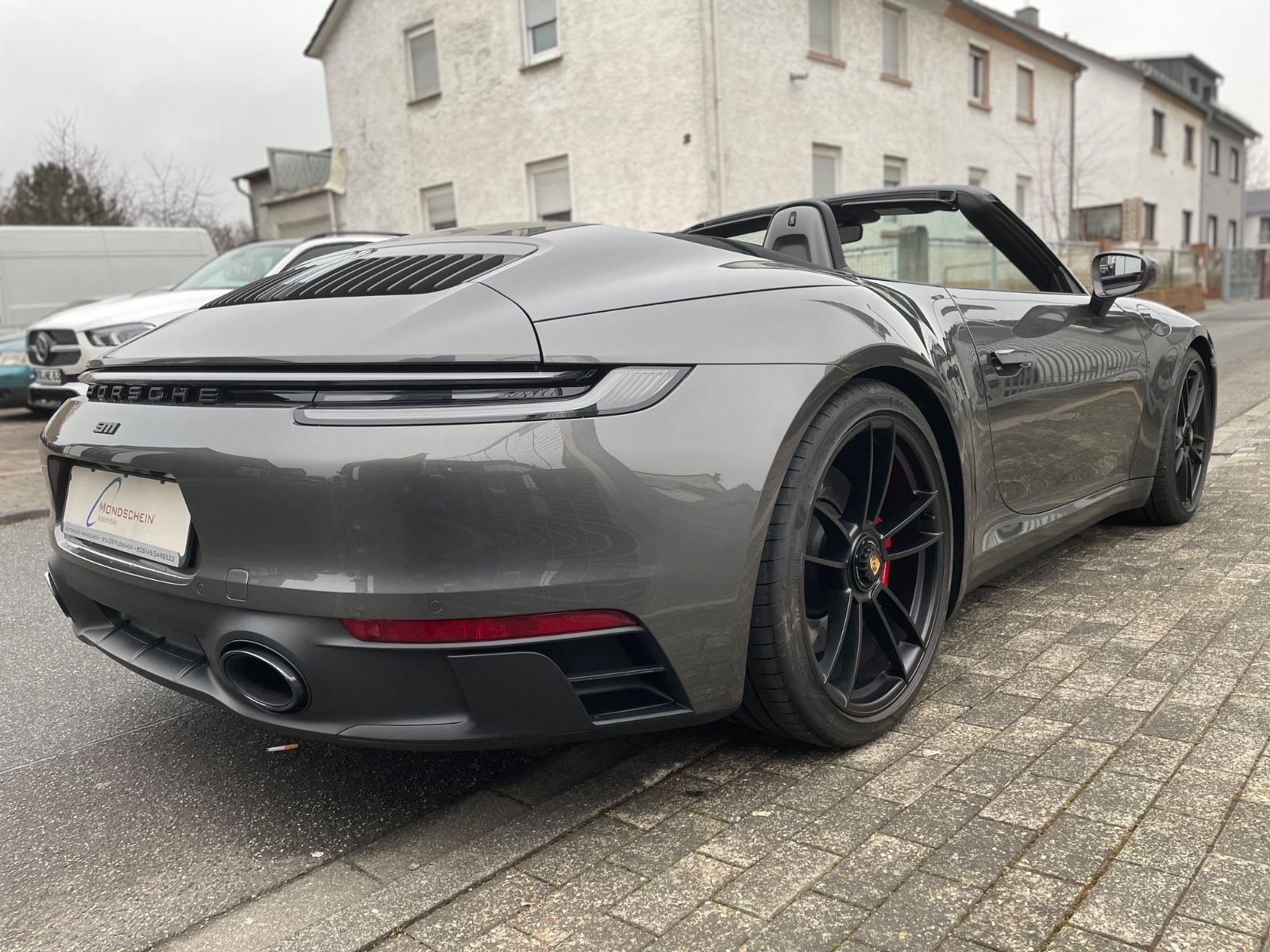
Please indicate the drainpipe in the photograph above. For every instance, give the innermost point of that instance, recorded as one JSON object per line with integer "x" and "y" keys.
{"x": 718, "y": 107}
{"x": 1071, "y": 163}
{"x": 251, "y": 206}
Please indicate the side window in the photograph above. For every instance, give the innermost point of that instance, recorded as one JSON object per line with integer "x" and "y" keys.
{"x": 931, "y": 248}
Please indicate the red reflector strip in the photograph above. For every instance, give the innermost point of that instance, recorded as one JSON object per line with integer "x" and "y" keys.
{"x": 433, "y": 631}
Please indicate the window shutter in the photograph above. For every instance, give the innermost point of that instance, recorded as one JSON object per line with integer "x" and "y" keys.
{"x": 552, "y": 192}
{"x": 821, "y": 17}
{"x": 539, "y": 12}
{"x": 423, "y": 63}
{"x": 441, "y": 209}
{"x": 825, "y": 175}
{"x": 891, "y": 27}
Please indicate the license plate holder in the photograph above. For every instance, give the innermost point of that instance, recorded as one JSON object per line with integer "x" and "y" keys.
{"x": 139, "y": 516}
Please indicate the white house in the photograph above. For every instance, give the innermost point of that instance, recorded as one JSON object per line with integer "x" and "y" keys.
{"x": 1159, "y": 162}
{"x": 657, "y": 113}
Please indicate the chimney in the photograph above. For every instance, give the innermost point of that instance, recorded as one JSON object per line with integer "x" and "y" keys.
{"x": 1030, "y": 16}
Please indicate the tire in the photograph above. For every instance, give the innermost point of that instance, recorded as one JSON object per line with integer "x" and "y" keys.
{"x": 819, "y": 575}
{"x": 1185, "y": 448}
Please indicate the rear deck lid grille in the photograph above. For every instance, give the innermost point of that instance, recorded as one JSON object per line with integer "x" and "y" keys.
{"x": 360, "y": 274}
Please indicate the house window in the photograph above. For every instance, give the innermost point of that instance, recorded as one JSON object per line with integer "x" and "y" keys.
{"x": 541, "y": 31}
{"x": 823, "y": 27}
{"x": 438, "y": 207}
{"x": 1026, "y": 93}
{"x": 978, "y": 75}
{"x": 893, "y": 171}
{"x": 421, "y": 48}
{"x": 1022, "y": 196}
{"x": 825, "y": 171}
{"x": 895, "y": 42}
{"x": 1157, "y": 131}
{"x": 549, "y": 190}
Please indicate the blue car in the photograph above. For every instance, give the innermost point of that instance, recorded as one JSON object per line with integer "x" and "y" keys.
{"x": 14, "y": 371}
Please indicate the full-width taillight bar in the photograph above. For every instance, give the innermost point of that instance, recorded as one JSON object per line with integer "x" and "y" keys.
{"x": 436, "y": 631}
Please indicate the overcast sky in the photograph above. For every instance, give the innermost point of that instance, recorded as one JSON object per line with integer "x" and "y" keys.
{"x": 216, "y": 82}
{"x": 211, "y": 82}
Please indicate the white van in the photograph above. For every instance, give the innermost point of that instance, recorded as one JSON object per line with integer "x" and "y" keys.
{"x": 48, "y": 268}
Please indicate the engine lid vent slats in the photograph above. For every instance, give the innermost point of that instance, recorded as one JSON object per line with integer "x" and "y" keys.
{"x": 365, "y": 276}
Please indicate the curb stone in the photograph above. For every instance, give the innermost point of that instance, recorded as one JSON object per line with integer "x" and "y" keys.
{"x": 375, "y": 914}
{"x": 414, "y": 895}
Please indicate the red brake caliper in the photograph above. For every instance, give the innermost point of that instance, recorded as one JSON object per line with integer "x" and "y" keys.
{"x": 886, "y": 565}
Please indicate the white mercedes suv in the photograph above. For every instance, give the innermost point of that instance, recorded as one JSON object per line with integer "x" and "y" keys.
{"x": 60, "y": 346}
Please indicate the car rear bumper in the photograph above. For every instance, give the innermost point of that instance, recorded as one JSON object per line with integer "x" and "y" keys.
{"x": 404, "y": 696}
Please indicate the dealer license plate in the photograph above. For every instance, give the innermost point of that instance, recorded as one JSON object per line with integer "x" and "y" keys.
{"x": 143, "y": 517}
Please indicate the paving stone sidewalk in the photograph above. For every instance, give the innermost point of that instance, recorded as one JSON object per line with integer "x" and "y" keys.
{"x": 1085, "y": 772}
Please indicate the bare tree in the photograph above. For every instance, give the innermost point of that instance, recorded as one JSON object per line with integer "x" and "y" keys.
{"x": 78, "y": 184}
{"x": 73, "y": 184}
{"x": 226, "y": 235}
{"x": 1047, "y": 156}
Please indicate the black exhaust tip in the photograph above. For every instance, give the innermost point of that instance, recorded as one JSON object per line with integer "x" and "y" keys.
{"x": 264, "y": 678}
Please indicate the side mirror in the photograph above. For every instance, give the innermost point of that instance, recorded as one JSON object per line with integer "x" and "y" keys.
{"x": 1119, "y": 274}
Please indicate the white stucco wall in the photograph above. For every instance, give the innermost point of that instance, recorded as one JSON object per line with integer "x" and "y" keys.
{"x": 1221, "y": 196}
{"x": 770, "y": 121}
{"x": 624, "y": 102}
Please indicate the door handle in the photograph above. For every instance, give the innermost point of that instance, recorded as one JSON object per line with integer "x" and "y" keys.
{"x": 1007, "y": 361}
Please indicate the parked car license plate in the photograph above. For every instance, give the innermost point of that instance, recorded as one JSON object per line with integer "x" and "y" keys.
{"x": 143, "y": 517}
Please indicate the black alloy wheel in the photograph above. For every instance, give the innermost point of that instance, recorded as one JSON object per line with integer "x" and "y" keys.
{"x": 874, "y": 550}
{"x": 1193, "y": 431}
{"x": 856, "y": 573}
{"x": 1185, "y": 447}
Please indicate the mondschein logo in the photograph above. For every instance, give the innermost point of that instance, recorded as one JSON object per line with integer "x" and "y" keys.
{"x": 116, "y": 484}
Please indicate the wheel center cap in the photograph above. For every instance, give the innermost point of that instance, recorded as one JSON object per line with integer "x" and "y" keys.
{"x": 867, "y": 564}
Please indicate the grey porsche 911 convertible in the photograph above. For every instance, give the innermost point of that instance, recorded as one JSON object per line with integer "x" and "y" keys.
{"x": 552, "y": 482}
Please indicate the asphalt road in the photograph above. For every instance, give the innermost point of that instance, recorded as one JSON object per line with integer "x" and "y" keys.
{"x": 129, "y": 812}
{"x": 1241, "y": 340}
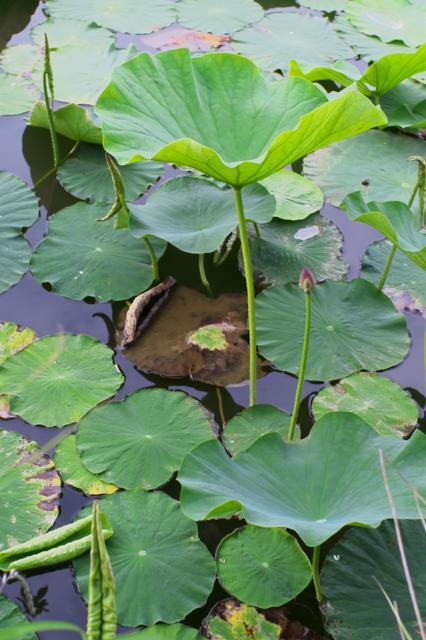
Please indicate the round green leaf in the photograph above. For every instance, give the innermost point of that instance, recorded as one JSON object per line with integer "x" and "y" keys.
{"x": 73, "y": 472}
{"x": 142, "y": 440}
{"x": 383, "y": 404}
{"x": 405, "y": 284}
{"x": 74, "y": 372}
{"x": 82, "y": 256}
{"x": 18, "y": 209}
{"x": 281, "y": 37}
{"x": 219, "y": 16}
{"x": 314, "y": 486}
{"x": 375, "y": 163}
{"x": 162, "y": 571}
{"x": 29, "y": 490}
{"x": 252, "y": 423}
{"x": 389, "y": 19}
{"x": 86, "y": 176}
{"x": 195, "y": 215}
{"x": 262, "y": 567}
{"x": 285, "y": 248}
{"x": 356, "y": 570}
{"x": 371, "y": 336}
{"x": 143, "y": 118}
{"x": 296, "y": 197}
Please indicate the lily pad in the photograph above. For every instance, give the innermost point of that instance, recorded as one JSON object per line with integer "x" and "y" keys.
{"x": 364, "y": 560}
{"x": 281, "y": 37}
{"x": 86, "y": 176}
{"x": 252, "y": 423}
{"x": 375, "y": 163}
{"x": 73, "y": 472}
{"x": 84, "y": 257}
{"x": 382, "y": 403}
{"x": 74, "y": 372}
{"x": 142, "y": 440}
{"x": 196, "y": 215}
{"x": 219, "y": 16}
{"x": 296, "y": 196}
{"x": 262, "y": 567}
{"x": 405, "y": 284}
{"x": 285, "y": 248}
{"x": 29, "y": 490}
{"x": 145, "y": 120}
{"x": 266, "y": 487}
{"x": 18, "y": 209}
{"x": 371, "y": 336}
{"x": 162, "y": 571}
{"x": 170, "y": 349}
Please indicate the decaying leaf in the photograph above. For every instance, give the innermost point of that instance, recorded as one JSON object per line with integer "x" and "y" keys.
{"x": 192, "y": 336}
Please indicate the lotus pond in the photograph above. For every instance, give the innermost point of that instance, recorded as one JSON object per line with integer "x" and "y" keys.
{"x": 212, "y": 304}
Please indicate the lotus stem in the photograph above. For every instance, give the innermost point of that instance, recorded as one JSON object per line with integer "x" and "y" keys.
{"x": 245, "y": 249}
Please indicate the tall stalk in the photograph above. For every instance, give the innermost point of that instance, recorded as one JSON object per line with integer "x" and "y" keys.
{"x": 245, "y": 249}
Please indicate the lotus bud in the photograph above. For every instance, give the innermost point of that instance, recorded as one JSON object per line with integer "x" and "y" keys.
{"x": 306, "y": 280}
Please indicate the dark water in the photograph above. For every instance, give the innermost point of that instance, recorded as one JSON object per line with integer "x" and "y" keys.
{"x": 26, "y": 153}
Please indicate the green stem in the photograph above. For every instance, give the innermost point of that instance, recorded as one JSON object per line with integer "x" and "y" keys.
{"x": 154, "y": 261}
{"x": 302, "y": 368}
{"x": 245, "y": 249}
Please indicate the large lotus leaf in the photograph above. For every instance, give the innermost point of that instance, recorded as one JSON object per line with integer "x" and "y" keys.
{"x": 71, "y": 121}
{"x": 195, "y": 215}
{"x": 405, "y": 284}
{"x": 130, "y": 16}
{"x": 74, "y": 372}
{"x": 219, "y": 16}
{"x": 345, "y": 336}
{"x": 314, "y": 486}
{"x": 73, "y": 472}
{"x": 355, "y": 569}
{"x": 262, "y": 567}
{"x": 394, "y": 220}
{"x": 162, "y": 571}
{"x": 82, "y": 256}
{"x": 86, "y": 176}
{"x": 29, "y": 490}
{"x": 142, "y": 440}
{"x": 375, "y": 163}
{"x": 382, "y": 403}
{"x": 18, "y": 209}
{"x": 278, "y": 120}
{"x": 281, "y": 37}
{"x": 296, "y": 197}
{"x": 389, "y": 19}
{"x": 285, "y": 248}
{"x": 246, "y": 427}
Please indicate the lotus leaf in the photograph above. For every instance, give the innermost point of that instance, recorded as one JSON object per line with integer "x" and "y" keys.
{"x": 145, "y": 119}
{"x": 382, "y": 403}
{"x": 375, "y": 163}
{"x": 162, "y": 571}
{"x": 29, "y": 490}
{"x": 281, "y": 484}
{"x": 142, "y": 440}
{"x": 262, "y": 567}
{"x": 195, "y": 215}
{"x": 281, "y": 37}
{"x": 405, "y": 283}
{"x": 86, "y": 176}
{"x": 371, "y": 336}
{"x": 363, "y": 561}
{"x": 285, "y": 248}
{"x": 73, "y": 472}
{"x": 84, "y": 257}
{"x": 246, "y": 427}
{"x": 74, "y": 372}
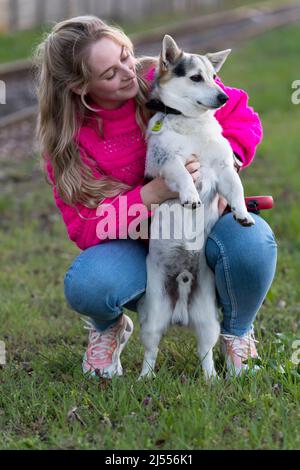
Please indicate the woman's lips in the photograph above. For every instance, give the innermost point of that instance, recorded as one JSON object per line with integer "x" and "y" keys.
{"x": 129, "y": 86}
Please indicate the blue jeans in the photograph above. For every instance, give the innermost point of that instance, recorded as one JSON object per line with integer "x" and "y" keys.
{"x": 107, "y": 277}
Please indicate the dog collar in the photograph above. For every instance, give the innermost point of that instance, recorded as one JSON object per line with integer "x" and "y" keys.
{"x": 157, "y": 105}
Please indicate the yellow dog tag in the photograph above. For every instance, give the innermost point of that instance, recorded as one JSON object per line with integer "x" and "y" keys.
{"x": 157, "y": 125}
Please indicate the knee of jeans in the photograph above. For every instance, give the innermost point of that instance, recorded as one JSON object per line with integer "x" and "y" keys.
{"x": 98, "y": 301}
{"x": 212, "y": 252}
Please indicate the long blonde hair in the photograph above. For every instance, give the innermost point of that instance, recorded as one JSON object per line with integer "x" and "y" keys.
{"x": 62, "y": 65}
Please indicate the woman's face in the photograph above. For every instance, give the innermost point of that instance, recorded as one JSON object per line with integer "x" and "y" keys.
{"x": 113, "y": 74}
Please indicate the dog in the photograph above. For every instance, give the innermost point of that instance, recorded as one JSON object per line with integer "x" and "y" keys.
{"x": 180, "y": 285}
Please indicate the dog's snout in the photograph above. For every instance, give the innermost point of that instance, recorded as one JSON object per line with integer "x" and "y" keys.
{"x": 222, "y": 98}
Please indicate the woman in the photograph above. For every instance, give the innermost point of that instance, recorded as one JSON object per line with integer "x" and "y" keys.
{"x": 92, "y": 119}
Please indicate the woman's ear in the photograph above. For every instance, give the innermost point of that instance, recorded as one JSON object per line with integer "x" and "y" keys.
{"x": 77, "y": 90}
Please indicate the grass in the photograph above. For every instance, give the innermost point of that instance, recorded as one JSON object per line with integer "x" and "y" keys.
{"x": 46, "y": 403}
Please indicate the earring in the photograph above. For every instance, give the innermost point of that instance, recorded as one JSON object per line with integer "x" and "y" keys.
{"x": 82, "y": 97}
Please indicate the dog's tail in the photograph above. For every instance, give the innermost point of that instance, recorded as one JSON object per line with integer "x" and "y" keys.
{"x": 180, "y": 314}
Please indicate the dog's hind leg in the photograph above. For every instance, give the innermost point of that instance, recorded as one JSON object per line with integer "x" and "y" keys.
{"x": 203, "y": 314}
{"x": 155, "y": 316}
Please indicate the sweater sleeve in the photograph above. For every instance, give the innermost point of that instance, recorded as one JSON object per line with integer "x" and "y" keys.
{"x": 240, "y": 123}
{"x": 114, "y": 218}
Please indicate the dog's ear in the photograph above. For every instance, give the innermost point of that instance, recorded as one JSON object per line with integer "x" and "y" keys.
{"x": 218, "y": 58}
{"x": 170, "y": 52}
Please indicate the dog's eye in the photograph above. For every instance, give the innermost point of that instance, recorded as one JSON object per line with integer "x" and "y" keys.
{"x": 197, "y": 78}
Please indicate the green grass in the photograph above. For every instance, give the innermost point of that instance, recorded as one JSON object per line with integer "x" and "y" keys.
{"x": 42, "y": 381}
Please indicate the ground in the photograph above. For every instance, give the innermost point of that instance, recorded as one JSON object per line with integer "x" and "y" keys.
{"x": 46, "y": 403}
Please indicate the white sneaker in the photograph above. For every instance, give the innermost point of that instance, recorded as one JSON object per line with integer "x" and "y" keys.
{"x": 237, "y": 350}
{"x": 102, "y": 357}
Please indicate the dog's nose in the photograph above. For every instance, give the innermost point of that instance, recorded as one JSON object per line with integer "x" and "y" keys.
{"x": 222, "y": 98}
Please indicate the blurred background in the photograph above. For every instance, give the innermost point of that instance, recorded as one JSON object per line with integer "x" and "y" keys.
{"x": 35, "y": 251}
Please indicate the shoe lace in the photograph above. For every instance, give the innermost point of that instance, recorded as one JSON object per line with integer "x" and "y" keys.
{"x": 242, "y": 346}
{"x": 101, "y": 344}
....................
WHAT IS NEEDED: The lines from the one holding "Please indicate the shoe" to the last line of the entries, both included: retype them exactly and give nothing else.

RESPONSE TO THE TASK:
Please indicate the shoe lace in the photograph above. For every instance, give the innermost point of that instance, recorded as one JSON object per line with integer "x" and "y" keys.
{"x": 242, "y": 346}
{"x": 101, "y": 344}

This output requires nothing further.